Selection:
>>>>>

Let me say the worst first. This book is profoundly disappointing. It is unevenly written and factually unreliable. Because it seeks to be a serious, wide-ranging treatment of its topic for an academic readership, there is some danger that students and instructors will be put off from macrohistory by first encountering it in this form. This would be very unfortunate, since the subject is both important and interesting.

Macrohistory is history on the large scale, telling the story of whole civilizations or of the entire world. Such histories are often, though not invariably, used to showcase theories of history. Truly universal theories of history try to explain why the human world has developed as it has. They also usually give some hint about how it will develop in the future. Other macrohistorians don't see the whole world as having a single story, but try to set out general rules about how the largest coherent social units, such as empires, dynasties or civilizations, have behaved in the past and can be expected to behave in the future. Reasonable people differ about whether macrohistory can be anything more than a species of literature, but most people who pursue the subject find that macrohistories repay study. Some of them might even be true.

<<<<<

Stored data:
>>>>>

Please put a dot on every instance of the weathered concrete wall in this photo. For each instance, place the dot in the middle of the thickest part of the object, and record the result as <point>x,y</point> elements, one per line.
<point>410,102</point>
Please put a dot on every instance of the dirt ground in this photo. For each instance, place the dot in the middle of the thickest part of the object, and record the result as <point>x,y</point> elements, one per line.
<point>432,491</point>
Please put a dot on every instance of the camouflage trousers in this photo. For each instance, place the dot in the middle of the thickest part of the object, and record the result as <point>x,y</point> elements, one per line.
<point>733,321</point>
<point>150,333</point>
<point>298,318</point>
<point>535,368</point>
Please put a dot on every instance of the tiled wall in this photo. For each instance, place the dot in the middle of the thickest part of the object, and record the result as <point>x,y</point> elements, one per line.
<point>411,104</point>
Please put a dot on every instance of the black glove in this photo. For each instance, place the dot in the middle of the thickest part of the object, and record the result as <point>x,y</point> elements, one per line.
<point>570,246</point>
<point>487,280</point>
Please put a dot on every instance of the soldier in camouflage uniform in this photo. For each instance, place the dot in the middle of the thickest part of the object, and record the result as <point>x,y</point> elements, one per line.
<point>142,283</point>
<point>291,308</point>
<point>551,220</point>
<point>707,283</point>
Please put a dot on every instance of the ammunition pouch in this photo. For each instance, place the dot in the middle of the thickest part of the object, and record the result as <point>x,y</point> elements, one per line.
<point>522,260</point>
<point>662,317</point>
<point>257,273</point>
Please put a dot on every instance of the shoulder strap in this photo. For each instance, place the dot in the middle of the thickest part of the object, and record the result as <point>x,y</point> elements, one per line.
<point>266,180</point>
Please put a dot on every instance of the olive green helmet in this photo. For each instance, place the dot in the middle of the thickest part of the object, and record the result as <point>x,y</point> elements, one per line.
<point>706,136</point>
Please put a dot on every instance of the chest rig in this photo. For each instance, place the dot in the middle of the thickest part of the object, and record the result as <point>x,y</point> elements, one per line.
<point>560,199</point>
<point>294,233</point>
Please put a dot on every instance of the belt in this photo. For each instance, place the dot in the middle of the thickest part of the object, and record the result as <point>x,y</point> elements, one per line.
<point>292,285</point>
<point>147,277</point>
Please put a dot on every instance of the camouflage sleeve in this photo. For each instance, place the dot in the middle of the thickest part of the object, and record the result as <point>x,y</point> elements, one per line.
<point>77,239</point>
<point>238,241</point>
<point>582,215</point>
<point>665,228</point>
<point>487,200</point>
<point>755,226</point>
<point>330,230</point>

<<<<<

Work to do:
1 – Reproduce the passage of the review from "Macrohistory is history" to "even be true." word for word.
2 – Recast the paragraph of the review that begins "Macrohistory is history on the large scale" as a bulleted list that keeps its main facts.

Per-task outputs:
1 –
Macrohistory is history on the large scale, telling the story of whole civilizations or of the entire world. Such histories are often, though not invariably, used to showcase theories of history. Truly universal theories of history try to explain why the human world has developed as it has. They also usually give some hint about how it will develop in the future. Other macrohistorians don't see the whole world as having a single story, but try to set out general rules about how the largest coherent social units, such as empires, dynasties or civilizations, have behaved in the past and can be expected to behave in the future. Reasonable people differ about whether macrohistory can be anything more than a species of literature, but most people who pursue the subject find that macrohistories repay study. Some of them might even be true.

2 –
- Macrohistory is history on the large scale, telling the story of whole civilizations or of the entire world.
- Such histories often, though not always, serve to showcase theories of history.
- Truly universal theories of history try to explain why the human world has developed as it has. They usually also hint at how it will develop in the future.
- Other macrohistorians do not see the world as having a single story. They try instead to set out general rules for how the largest coherent social units, such as empires, dynasties or civilizations, have behaved and can be expected to behave.
- Reasonable people differ on whether macrohistory can be more than a species of literature. Most who pursue the subject nonetheless find that macrohistories repay study, and some might even be true.